* Extract *
Four Albuquerque police chiefs and dozens of detectives have come and gone since Arquette's killing. Most have refused to meet with the family. None has furthered the investigation.  Nothing has happened.


But that may be about to change.  Last month, Chief Gilbert Gallegos announced he was re-establishing the Cold Case Squad, which went defunct in 2002.  Already, the two-detective unit has 178 cases to delve into.  One of them is Arquette's.


"It's absolutely an open case. It absolutely will be worked," Cold Case Detective Don Roberts said. "It's of great interest to me. It's on my desk right now. It's probably the biggest case that I have."  Roberts said he has already read through the thick case file, posing questions to himself, scribbling notes that span half a legal pad.  "It's somewhat becoming one of my 'hobbies,' " he said.


Unlike many of his predecessors, Roberts said he is ready and willing to meet with the family and private investigator Caristo.


Gallegos is also not entirely disproving of taking another look at the case.  "That one in particular has been looked at and will continue to be reviewed as we go through the process of looking at the many cold cases," Gallegos said.


Caristo has heard all this before.  "So many of them read my investigation and are appalled at how the case was handled," she said. "But then something stops them, something happens to end their interest. Then it's over."


Still, Caristo said she is ready to meet with Roberts, share her years of investigation and hope something will be done.  "As long as there are unanswered questions I will continue to try to answer them," she said. "This case will not go away."




What did Arquette know? What had she seen that could have cost her her life?


The answers, Duncan now believes, went much further than car insurance fraud.  "We received information from several unrelated sources that Kait was playing a dangerous game of Nancy Drew," Duncan said. "Certain members of her boyfriend's group allegedly leaked information about the New Mexico drug scene that Kait was attempting to verify."  The information involved the use of drugs by prominent New Mexicans, Duncan said.  "Some of the activities that led to her murder may be ongoing today and connected with other crimes and deaths," she said.


Caristo agrees that Arquette's death was intentional and likely because of something she knew.  "Somebody wanted Kait dead or scared," she said.

* Material shown *
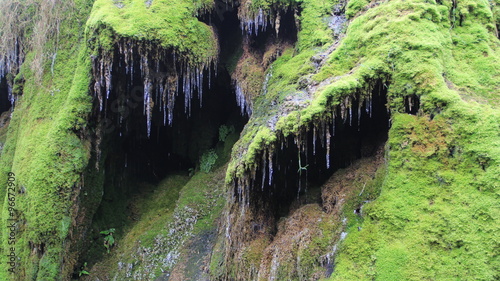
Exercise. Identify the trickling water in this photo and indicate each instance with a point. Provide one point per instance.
(270, 168)
(314, 141)
(359, 115)
(253, 25)
(328, 146)
(269, 75)
(241, 101)
(273, 274)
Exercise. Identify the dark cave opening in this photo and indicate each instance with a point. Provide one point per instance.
(304, 163)
(5, 103)
(137, 152)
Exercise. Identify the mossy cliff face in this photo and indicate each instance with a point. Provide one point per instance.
(324, 83)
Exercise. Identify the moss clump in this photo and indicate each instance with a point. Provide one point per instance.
(433, 218)
(443, 53)
(171, 24)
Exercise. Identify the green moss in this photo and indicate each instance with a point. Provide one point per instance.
(172, 25)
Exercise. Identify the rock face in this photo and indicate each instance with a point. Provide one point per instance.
(249, 140)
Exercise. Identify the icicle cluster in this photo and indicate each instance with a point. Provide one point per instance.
(10, 62)
(241, 100)
(162, 75)
(349, 112)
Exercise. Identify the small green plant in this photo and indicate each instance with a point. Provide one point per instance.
(83, 271)
(109, 240)
(224, 131)
(208, 160)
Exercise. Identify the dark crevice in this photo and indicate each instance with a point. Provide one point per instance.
(133, 161)
(412, 104)
(5, 103)
(307, 161)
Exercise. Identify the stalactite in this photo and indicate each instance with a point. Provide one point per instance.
(270, 161)
(314, 140)
(161, 74)
(242, 101)
(253, 25)
(328, 146)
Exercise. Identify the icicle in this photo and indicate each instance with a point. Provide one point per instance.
(328, 146)
(350, 114)
(270, 161)
(241, 101)
(108, 78)
(263, 169)
(148, 104)
(314, 141)
(359, 114)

* Things to do *
1. Please write out the part of the article on the Arquette case between "Four Albuquerque police" and "them is Arquette's.", inclusive.
2. Continue the article on the Arquette case past its final sentence.

* Per-task outputs *
1.
Four Albuquerque police chiefs and dozens of detectives have come and gone since Arquette's killing. Most have refused to meet with the family. None has furthered the investigation.  Nothing has happened.


But that may be about to change.  Last month, Chief Gilbert Gallegos announced he was re-establishing the Cold Case Squad, which went defunct in 2002.  Already, the two-detective unit has 178 cases to delve into.  One of them is Arquette's.

2.
Caristo can recite most of the disturbing details of Arquette's case by heart. She keeps finding more details even after 15 years.  Earlier this year, she brought her private investigator apprentices to an old mechanics shop at 824 Arno St. N.E., a place she said had been a notorious hangout for rogue cops in the 1980s.  The building is near where Arquette was shot, and it’s the location where witnesses saw a VW Beetle try to take refuge after fleeing the crime scene. It's torn down now, but as her students wandered through its hull one of them found an old check.


The cancelled check was made out to Sharon Smith, the new friend that Arquette went to see on the night of her death – the woman who gave her written directions to her home, routing her through the neighborhood in which she was shot.  Maybe it means something. Maybe nothing. For Caristo, the work continues.


For Duncan, it continues as well as she goes on, searching for answers. 


"Kait is just as dead today as she was 15 years ago," she said. "The same people who knew what happened back then still know what happened. Loyalties change; intimidated people gain courage; lost people find God. That hope is what keeps us going."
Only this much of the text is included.